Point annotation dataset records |
** BEGIN **
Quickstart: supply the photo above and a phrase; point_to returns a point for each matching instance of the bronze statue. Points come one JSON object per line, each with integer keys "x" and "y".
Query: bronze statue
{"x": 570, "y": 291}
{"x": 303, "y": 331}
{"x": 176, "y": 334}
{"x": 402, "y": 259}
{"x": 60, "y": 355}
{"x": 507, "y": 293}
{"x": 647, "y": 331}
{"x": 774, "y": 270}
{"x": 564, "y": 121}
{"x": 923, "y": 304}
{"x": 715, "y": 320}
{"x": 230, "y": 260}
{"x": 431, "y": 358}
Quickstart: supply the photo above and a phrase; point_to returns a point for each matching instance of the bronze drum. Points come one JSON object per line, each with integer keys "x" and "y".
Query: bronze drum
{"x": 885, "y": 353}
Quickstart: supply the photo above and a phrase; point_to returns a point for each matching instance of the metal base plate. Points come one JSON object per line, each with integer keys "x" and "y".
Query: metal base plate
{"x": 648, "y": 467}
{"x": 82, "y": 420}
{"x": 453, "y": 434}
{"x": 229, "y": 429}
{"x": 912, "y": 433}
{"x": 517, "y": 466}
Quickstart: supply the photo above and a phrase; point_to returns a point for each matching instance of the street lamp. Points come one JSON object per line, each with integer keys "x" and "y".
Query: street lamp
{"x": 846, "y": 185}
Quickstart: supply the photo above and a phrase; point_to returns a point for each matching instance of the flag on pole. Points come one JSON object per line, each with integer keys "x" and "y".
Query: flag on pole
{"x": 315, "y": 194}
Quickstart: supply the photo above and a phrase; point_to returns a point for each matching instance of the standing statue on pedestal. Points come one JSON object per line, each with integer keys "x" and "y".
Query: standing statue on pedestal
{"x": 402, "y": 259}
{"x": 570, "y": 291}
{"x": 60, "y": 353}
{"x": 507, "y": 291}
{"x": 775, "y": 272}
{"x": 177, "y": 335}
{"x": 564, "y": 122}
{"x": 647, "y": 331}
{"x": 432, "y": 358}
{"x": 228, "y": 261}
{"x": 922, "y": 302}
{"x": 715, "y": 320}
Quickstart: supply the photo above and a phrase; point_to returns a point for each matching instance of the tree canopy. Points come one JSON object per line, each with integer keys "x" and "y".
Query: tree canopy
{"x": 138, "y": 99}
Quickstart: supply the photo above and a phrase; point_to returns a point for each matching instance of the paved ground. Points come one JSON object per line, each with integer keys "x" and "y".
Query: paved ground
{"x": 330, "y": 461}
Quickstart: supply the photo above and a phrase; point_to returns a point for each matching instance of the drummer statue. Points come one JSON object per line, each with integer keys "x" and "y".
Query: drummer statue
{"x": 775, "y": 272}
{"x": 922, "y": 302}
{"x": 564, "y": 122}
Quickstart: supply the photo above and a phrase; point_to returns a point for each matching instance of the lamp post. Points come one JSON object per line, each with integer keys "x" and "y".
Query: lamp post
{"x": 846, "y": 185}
** END **
** BEGIN **
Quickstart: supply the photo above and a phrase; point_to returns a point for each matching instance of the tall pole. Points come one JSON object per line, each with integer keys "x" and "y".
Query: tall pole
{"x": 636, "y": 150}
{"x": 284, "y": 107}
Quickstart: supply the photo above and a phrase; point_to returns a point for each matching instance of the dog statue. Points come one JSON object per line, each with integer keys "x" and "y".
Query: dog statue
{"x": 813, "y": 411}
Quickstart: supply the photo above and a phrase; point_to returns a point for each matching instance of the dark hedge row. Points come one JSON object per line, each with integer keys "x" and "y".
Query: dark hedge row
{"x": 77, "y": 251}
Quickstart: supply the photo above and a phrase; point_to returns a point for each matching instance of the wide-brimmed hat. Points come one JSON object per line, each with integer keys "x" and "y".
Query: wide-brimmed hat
** END **
Requirement | Copy the lines of the listing verbatim, beginning with the line that contains "of the wide-brimmed" and ending with the line that contains "Query: wide-brimmed hat", both included.

Result |
Quickstart: supply the photo above and a phrase; point_to returns a point for each matching instance of the wide-brimmed hat. Points come one JSON object per line, each with integer keys "x" and "y".
Query: wide-brimmed hat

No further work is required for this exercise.